— begin Text passage —

Re: [RFC 0/2] io_uring: examine request result only after completion

Jens Axboe <axboe@xxxxxxxxx> · Thu, 24 Oct 2019 16:31:31 -0600

On 10/24/19 1:18 PM, Bijan Mottahedeh wrote:
> 
> On 10/24/19 10:09 AM, Jens Axboe wrote:
>> On 10/24/19 3:18 AM, Bijan Mottahedeh wrote:
>>> Running an fio test consistenly crashes the kernel with the trace included
>>> below.  The root cause seems to be the code in __io_submit_sqe() that
>>> checks the result of a request for -EAGAIN in polled mode, without
>>> ensuring first that the request has completed:
>>>
>>> 	if (ctx->flags & IORING_SETUP_IOPOLL) {
>>> 		if (req->result == -EAGAIN)
>>> 			return -EAGAIN;
>> I'm a little confused, because we should be holding the submission
>> reference to the request still at this point. So how is it going away?
>> I must be missing something...
> 
> I don't think the submission reference is going away...
> 
> I *think* the problem has to do with the fact that
> io_complete_rw_iopoll() which sets REQ_F_IOPOLL_COMPLETED is being
> called from interrupt context in my configuration and so there is a
> potential race between updating the request there and checking it in
> __io_submit_sqe().
> 
> My first workaround was to simply poll for REQ_F_IOPOLL_COMPLETED in the
> code snippet above:
> 
>       if (req->result == --EAGAIN) {
> 
>           poll for REQ_F_IOPOLL_COMPLETED
> 
>           return -EAGAIN;
> 
> }
> 
> and that got rid of the problem.

But that will not work at all for a proper poll setup, where you don't
trigger any IRQs... It only happens to work for this case because you're
still triggering interrupts. But even in that case, it's not a real
solution, but I don't think that's the argument here ;-)

I see what the race is now, it's specific to IRQ driven polling. We
really should just disallow that, to be honest, it doesn't make any
sense. But let me think about if we can do a reasonable solution to this
that doesn't involve adding overhead for a proper setup.

— end Text passage —
— begin Stored rows —

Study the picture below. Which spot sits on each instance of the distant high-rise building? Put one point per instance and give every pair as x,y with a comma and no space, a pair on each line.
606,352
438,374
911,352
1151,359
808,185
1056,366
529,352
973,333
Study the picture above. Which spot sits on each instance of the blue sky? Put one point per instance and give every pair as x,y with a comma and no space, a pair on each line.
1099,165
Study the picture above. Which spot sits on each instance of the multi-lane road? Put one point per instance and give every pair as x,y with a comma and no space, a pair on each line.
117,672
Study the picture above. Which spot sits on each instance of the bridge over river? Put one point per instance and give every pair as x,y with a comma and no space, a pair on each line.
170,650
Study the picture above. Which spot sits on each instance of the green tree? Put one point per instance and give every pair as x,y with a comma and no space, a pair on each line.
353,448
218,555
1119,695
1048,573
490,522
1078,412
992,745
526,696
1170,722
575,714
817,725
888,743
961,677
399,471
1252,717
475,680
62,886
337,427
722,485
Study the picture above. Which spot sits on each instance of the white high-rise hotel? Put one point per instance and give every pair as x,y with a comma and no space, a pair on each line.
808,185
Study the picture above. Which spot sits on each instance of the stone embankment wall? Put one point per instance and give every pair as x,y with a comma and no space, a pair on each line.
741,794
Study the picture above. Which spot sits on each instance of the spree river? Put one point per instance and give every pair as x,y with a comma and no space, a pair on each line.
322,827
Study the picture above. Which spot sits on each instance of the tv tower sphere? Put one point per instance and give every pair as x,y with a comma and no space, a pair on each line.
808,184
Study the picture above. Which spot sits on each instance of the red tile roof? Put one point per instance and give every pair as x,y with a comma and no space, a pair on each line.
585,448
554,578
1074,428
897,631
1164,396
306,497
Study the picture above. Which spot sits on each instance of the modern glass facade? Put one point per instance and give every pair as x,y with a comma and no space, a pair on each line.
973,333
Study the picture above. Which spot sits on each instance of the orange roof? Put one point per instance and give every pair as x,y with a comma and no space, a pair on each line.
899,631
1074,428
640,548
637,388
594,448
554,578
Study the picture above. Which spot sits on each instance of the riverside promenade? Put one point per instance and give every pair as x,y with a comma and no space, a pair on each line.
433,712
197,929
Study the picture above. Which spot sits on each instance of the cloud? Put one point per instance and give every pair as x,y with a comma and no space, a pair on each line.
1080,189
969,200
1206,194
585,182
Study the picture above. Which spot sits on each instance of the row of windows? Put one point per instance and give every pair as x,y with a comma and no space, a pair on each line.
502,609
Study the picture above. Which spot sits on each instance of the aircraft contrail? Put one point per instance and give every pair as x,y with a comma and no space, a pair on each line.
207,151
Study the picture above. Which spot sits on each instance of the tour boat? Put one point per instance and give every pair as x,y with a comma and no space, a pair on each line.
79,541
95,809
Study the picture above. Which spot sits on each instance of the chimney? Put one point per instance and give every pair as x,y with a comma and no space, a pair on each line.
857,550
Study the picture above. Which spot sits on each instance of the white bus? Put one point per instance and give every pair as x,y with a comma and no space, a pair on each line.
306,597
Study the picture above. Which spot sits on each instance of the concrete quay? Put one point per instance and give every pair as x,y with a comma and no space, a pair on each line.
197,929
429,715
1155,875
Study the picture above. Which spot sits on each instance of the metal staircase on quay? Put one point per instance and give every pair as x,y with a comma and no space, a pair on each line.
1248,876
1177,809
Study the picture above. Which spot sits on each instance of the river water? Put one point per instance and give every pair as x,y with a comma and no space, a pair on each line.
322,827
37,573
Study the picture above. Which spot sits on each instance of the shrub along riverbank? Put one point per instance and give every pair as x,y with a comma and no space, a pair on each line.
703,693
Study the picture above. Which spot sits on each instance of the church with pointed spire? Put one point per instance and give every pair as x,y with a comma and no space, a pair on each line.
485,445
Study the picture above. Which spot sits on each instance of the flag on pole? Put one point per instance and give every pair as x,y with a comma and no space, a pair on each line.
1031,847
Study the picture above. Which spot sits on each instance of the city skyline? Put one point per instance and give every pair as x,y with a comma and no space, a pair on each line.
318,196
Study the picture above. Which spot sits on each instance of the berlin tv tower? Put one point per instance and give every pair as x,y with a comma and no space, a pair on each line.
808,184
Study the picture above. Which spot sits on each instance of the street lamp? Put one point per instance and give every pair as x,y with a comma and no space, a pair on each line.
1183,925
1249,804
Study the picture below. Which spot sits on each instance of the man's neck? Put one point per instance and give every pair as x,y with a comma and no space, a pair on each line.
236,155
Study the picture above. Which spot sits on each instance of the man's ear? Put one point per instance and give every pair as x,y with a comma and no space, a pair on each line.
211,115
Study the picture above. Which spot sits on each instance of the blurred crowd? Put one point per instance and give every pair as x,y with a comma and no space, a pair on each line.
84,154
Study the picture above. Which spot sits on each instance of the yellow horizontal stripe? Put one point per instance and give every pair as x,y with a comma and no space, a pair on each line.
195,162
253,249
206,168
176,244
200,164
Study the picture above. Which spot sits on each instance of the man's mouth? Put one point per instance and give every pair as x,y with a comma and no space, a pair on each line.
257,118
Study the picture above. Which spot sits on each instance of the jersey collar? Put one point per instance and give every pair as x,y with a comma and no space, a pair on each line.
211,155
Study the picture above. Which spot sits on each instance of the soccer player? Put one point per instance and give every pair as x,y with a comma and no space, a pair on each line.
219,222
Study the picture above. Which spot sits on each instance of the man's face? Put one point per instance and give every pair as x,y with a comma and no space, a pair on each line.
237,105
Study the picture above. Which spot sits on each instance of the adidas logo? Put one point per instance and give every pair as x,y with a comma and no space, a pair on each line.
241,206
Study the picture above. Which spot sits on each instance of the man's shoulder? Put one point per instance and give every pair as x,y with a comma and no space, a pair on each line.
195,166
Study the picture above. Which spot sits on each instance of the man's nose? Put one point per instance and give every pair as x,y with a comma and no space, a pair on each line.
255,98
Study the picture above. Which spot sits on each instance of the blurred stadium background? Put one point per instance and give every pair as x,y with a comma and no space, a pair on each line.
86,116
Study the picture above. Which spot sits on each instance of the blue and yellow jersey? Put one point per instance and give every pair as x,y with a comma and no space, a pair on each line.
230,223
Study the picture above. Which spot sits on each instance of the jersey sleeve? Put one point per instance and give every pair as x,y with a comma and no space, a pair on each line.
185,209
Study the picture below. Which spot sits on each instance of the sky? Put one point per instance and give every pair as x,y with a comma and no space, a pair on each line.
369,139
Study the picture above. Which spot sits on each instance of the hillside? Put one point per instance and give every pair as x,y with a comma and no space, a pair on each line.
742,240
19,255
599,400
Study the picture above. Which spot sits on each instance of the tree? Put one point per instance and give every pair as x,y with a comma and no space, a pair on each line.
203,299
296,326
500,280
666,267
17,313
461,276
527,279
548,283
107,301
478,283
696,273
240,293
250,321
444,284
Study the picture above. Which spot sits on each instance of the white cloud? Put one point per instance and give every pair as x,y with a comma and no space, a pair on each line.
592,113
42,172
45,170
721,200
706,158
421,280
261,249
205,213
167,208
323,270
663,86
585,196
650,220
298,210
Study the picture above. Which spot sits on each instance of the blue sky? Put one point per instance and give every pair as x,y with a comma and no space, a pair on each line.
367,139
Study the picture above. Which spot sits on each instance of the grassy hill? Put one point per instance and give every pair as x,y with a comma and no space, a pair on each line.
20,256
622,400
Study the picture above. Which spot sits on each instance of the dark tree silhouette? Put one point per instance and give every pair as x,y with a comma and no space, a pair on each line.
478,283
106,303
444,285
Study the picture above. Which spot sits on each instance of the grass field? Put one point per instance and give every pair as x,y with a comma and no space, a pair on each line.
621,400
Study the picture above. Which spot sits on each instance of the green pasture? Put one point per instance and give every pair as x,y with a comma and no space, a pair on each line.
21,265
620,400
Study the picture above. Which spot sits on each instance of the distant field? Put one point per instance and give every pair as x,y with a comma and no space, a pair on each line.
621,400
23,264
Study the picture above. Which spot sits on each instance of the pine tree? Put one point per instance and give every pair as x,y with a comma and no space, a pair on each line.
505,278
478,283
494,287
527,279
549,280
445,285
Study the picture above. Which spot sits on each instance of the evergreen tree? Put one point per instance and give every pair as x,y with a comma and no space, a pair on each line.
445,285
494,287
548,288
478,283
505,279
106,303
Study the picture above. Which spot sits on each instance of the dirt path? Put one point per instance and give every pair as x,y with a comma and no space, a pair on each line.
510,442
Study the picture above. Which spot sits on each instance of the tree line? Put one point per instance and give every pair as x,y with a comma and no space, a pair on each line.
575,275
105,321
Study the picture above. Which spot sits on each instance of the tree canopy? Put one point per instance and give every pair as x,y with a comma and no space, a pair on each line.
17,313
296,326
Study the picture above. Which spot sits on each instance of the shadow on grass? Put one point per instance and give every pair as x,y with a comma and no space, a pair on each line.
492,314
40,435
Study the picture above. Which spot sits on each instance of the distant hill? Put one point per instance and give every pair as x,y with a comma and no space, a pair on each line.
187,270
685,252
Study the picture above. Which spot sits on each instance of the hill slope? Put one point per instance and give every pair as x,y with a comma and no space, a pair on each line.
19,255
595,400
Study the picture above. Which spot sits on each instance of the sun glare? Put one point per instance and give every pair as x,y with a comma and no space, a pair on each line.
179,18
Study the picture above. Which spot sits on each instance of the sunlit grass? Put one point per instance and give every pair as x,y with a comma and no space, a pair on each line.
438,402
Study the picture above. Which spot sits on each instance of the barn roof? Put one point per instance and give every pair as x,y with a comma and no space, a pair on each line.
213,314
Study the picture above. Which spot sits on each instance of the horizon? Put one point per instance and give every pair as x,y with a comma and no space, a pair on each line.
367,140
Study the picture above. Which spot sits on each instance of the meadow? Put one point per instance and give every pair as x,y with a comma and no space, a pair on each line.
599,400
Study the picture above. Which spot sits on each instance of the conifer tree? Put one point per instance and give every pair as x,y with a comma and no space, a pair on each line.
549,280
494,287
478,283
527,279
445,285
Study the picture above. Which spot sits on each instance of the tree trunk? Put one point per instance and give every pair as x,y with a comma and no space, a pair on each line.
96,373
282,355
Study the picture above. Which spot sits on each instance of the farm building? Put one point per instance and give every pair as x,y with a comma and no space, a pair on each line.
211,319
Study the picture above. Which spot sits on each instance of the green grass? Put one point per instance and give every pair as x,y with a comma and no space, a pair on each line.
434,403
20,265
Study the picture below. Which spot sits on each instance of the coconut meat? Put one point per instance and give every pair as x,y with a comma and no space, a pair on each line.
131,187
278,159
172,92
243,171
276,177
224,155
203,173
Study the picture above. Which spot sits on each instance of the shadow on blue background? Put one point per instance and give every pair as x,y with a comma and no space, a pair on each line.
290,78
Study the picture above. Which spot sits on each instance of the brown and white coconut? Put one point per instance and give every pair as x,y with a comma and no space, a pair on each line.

— end Stored rows —

* _Set of tasks_
[1] In the io_uring thread, which function sets REQ_F_IOPOLL_COMPLETED?
[2] List every distinct name that contains an underscore in the io_uring thread.
[3] Pick up the io_uring thread right after its last sentence.

* _Set of answers_
[1] io_complete_rw_iopoll()

[2] io_uring, __io_submit_sqe(), io_complete_rw_iopoll(), IORING_SETUP_IOPOLL, REQ_F_IOPOLL_COMPLETED

[3]
>>> The request will be immediately resubmitted in io_sq_wq_submit_work(),
>>> potentially before the the fisrt submission has completed.  This creates
>>> a race where the original completion may set REQ_F_IOPOLL_COMPLETED in
>>> a freed submission request, overwriting the poisoned bits, casusing the
>>> panic below.
>>>
>>> 	do {
>>> 		ret = __io_submit_sqe(ctx, req, s, false);
>>> 		/*
>>> 		 * We can get EAGAIN for polled IO even though
>>> 		 * we're forcing a sync submission from here,
>>> 		 * since we can't wait for request slots on the
>>> 		 * block side.
>>> 		 */
>>> 		if (ret != -EAGAIN)
>>> 			break;
>>> 		cond_resched();
>>> 	} while (1);
>>>
>>> The suggested fix is to move a submitted request to the poll list
>>> unconditionally in polled mode.  The request can then be retried if
>>> necessary once the original submission has indeed completed.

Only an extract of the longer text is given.